-------- SOURCE EXTRACT

Sample Lifecycle Event

enum ActivityType {
  CREATED = 0;
  DELETED = 1;
  UPDATED = 2;
}
message UserEvent {
  option(message_core).description = "This is the description of the users table";
  option(owner) = "Platform";
  option(domain) = "Core";
  option(type) = EVENT;
  option(event_type) = LIFECYCLE;
  option(team_channel) = "#team-platform";
  option(alert_channel) = "#alerts-platform";

  User previous_user_state = 1
  [(field_core).description = "Previous version of the user entity before the mutation"];

  User current_user_state = 2
  [(field_core).description = "Current version of the user entity before the mutation"];

  ActivityType activity_type = 3
  [(field_core).description = "Lifecycle event type for the Users table"];

  google.protobuf.Timestamp timestamp = 4 [(field_core).description = "Timestamp of the activity"];
}

Type 2: Activity

ACTIVITY event captures the events that resulted from one Entity changing the state of another Entity. (e.g.) User A purchases Product B. The ACTIVITY event is often the result of a business transaction.

Sample ACTIVITY Event

enum UserActivityType {
  VIEW = 0;
  READ_REVIEW = 1;
  VIEW_DESCRIPTION = 2;
}
message UserActivityEvent {
  option(message_core).description = "This is the description of the users table";
  option(owner) = "Product";
  option(domain) = "Growth";
  option(type) = EVENT;
  option(event_type) = ACTIVITY;
  option(team_channel) = "#team-growth";
  option(alert_channel) = "#alerts-growth";
  User user = 1 [(field_core).description = "User entity reference"];
  Product product = 2 [(field_core).description = "Product entity reference"];
  UserActivityType activity_type = 3 [(field_core).description = "Type of the user activity"];
  google.protobuf.Timestamp timestamp = 4 [(field_core).description = "Timestamp of the activity"];
}

Type 3: Aggregated

Aggregated event captures the computed metrics over a specified window of time. (e.g) Number of views by a User for a Product.

----------------

## TASK DETAILS
Decide whether each statement agrees with the event schema excerpt, answering yes or no and quoting the words of the excerpt that settle it. 1. The sample activity event lists "Growth" as its domain. 2. An aggregated event captures computed metrics over a specified window of time. 3. In the sample lifecycle event, UPDATED has the value 1.

-------- INFORMATION SUPPLIED

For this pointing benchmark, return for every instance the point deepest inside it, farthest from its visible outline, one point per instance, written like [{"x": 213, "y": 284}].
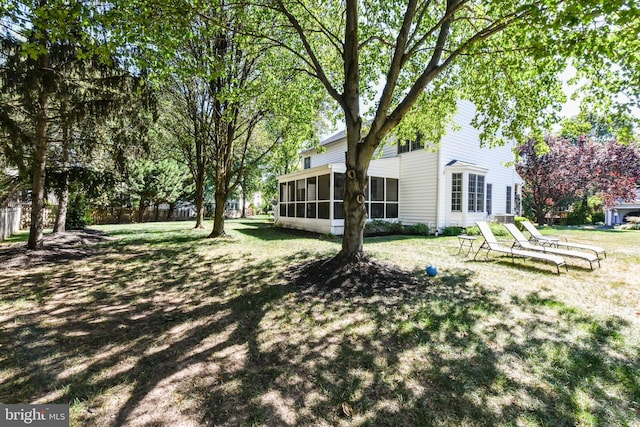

----------------

## FINISHED EXERCISE
1. Yes: option(domain) = "Growth";
2. Yes: "Aggregated event captures the computed metrics over a specified window of time."
3. No: "UPDATED = 2;"